WORK TASK:
Go through the listing below and count each line with the word "positive" in it; return only the count.
= = = = =
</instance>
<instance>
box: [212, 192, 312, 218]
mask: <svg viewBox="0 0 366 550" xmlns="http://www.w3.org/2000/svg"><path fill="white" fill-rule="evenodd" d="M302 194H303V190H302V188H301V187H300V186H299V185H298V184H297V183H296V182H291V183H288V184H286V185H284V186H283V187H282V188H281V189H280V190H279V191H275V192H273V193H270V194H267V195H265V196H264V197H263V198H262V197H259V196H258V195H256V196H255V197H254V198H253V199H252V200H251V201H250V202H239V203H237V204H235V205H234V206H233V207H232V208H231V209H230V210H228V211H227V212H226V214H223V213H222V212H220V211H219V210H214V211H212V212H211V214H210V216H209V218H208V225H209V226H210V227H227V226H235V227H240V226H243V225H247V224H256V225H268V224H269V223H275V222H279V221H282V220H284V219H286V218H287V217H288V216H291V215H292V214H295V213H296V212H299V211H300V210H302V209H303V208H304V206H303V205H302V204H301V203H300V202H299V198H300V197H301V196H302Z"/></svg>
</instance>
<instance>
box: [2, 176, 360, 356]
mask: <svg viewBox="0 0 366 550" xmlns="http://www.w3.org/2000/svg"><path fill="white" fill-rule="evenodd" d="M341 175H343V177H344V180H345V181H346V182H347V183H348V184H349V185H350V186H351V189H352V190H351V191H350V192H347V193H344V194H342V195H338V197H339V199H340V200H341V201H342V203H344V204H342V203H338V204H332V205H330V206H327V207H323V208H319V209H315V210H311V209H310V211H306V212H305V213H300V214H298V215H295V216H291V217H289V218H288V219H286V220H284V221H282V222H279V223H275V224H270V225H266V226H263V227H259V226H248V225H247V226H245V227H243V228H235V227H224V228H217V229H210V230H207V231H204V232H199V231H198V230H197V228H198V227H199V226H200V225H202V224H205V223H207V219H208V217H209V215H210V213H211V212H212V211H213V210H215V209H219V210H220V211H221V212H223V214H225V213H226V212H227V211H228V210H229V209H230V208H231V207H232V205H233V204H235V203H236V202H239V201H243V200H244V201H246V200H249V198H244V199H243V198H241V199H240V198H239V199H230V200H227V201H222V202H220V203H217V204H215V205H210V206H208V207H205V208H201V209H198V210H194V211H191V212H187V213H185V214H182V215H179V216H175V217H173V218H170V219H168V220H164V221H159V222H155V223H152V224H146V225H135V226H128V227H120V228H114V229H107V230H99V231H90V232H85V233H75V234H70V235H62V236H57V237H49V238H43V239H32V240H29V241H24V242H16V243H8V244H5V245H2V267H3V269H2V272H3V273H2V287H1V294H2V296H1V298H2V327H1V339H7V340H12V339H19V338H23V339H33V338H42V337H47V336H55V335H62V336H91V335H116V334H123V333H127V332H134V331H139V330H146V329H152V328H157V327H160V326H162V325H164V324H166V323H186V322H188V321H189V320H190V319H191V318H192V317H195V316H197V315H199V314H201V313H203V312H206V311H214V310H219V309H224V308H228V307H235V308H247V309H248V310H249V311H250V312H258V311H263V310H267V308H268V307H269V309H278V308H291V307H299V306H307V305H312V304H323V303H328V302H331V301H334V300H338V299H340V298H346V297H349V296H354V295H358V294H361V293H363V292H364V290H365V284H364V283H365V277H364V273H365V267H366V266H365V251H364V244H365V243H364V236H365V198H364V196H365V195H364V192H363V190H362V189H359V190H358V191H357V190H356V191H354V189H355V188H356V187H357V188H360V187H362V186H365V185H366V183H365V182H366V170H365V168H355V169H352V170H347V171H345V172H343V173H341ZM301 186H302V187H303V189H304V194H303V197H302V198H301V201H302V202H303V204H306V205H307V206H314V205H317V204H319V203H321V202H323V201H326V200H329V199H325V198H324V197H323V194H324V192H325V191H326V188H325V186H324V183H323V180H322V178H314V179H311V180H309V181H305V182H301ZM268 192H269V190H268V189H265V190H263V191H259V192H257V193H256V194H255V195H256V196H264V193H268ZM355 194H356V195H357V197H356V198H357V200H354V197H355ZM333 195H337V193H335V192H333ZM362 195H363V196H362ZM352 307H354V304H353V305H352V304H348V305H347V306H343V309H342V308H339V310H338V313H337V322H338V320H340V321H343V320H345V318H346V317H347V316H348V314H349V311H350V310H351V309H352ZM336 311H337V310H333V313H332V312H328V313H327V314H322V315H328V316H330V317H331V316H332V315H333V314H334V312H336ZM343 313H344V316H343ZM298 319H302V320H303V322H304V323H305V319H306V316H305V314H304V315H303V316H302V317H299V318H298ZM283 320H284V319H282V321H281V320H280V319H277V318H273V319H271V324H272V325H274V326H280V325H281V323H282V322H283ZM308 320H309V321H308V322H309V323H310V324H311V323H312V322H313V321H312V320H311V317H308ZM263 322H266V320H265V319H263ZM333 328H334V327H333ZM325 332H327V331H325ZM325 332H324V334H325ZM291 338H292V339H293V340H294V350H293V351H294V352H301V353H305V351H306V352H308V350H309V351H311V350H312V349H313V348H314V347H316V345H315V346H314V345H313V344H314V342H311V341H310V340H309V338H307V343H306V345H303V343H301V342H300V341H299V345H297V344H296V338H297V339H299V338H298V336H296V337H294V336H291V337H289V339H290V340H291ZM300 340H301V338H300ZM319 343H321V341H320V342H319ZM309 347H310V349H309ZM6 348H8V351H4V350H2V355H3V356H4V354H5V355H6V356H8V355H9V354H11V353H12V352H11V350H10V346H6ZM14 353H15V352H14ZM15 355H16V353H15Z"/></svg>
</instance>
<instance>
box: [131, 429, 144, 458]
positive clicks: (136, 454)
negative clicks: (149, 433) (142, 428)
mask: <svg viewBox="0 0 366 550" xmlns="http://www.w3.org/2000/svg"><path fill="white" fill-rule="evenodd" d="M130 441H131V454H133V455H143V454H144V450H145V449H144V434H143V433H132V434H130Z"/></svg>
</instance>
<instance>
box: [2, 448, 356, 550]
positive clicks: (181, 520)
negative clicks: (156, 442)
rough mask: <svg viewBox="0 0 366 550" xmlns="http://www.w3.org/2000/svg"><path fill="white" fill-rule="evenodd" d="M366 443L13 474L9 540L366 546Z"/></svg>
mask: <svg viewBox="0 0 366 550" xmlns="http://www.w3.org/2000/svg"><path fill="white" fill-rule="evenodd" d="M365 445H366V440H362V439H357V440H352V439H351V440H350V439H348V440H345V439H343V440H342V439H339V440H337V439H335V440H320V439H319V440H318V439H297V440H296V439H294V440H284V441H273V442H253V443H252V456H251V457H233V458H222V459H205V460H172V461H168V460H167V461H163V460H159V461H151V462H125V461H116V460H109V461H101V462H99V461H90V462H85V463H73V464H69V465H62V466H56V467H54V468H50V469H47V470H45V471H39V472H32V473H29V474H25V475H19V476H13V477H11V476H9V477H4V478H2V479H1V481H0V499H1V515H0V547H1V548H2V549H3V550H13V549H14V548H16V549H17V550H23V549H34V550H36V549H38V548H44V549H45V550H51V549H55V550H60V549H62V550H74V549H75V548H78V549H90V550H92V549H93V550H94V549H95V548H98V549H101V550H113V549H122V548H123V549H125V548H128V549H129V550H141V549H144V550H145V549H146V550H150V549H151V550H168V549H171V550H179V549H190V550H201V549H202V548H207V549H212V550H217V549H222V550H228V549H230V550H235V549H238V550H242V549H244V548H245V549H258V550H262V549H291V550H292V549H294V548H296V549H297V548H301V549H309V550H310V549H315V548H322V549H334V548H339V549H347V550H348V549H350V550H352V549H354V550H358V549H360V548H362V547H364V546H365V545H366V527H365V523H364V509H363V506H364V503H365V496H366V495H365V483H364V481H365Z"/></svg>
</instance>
= = = = =
ANSWER SPACE:
2